• ASSIGNMENT: Once you find the line with "Target: trident emblem on sweater" in the entries below, return exactly every line from it through the line with "Target: beard".

• SOURCE INFORMATION:
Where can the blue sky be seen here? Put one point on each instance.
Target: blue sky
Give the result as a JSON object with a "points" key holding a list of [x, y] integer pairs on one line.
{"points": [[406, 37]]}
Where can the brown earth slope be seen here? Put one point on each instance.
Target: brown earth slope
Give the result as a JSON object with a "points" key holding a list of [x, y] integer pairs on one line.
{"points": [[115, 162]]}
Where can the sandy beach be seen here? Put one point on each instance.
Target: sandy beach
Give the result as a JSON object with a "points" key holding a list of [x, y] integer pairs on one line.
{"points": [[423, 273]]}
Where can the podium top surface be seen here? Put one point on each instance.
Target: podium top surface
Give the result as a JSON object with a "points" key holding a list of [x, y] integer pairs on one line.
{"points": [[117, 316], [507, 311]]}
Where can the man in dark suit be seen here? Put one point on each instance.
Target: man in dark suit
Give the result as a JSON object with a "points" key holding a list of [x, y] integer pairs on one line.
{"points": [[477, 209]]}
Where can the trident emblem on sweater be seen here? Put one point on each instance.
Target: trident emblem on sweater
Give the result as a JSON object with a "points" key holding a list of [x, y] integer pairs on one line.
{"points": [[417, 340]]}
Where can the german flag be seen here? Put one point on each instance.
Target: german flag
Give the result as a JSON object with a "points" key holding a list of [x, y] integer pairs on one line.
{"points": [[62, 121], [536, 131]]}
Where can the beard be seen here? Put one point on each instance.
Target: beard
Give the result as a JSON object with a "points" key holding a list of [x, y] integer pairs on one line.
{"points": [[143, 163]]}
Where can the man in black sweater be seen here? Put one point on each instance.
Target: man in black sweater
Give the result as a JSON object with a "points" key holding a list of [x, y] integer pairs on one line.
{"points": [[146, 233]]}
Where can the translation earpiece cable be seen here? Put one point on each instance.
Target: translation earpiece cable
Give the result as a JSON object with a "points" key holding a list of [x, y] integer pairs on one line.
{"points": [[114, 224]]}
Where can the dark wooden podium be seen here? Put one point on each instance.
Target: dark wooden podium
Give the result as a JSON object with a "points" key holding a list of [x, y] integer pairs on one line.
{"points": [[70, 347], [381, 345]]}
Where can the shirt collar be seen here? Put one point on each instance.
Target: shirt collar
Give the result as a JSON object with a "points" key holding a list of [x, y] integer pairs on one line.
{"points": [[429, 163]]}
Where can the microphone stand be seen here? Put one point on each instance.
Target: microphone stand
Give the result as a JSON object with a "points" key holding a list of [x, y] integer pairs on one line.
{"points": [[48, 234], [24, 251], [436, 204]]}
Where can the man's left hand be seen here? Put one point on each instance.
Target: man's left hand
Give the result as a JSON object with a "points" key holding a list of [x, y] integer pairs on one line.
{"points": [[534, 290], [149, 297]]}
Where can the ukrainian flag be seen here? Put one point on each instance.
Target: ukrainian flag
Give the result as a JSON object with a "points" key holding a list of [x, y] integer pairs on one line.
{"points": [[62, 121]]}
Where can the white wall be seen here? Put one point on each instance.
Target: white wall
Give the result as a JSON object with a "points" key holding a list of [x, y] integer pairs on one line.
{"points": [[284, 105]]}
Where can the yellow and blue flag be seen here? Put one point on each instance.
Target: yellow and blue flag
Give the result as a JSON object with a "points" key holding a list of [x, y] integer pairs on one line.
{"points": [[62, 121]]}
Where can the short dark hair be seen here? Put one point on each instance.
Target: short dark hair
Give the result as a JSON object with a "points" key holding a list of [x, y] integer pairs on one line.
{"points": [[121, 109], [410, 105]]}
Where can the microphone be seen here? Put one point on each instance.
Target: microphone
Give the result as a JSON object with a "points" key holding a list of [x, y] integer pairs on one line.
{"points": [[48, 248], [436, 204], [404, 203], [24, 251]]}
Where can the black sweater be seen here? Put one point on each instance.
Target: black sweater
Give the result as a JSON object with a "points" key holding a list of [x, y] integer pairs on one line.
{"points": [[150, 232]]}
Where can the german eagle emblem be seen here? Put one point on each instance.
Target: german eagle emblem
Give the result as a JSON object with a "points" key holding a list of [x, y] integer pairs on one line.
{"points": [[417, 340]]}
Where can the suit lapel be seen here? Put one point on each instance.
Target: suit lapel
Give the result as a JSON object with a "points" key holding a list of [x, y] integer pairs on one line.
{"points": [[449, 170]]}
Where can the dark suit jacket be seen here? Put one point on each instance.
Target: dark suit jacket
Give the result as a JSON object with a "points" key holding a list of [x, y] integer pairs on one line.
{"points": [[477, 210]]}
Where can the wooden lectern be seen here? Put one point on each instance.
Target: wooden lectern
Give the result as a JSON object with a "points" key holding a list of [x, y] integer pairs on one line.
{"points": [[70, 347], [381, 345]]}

• RESPONSE TO THIS TASK:
Target: trident emblem on sweater
Give the result as a JSON object with a "points" key holding a list of [x, y] integer pairs on one line.
{"points": [[417, 340]]}
Where can the german flag be seen here? Put one point on each instance.
Target: german flag
Give the result as a JSON object with a "points" key holding a list of [x, y] integer pairs on one line.
{"points": [[62, 121], [536, 131]]}
Where can the beard be seen here? Put one point on each instance.
Target: beard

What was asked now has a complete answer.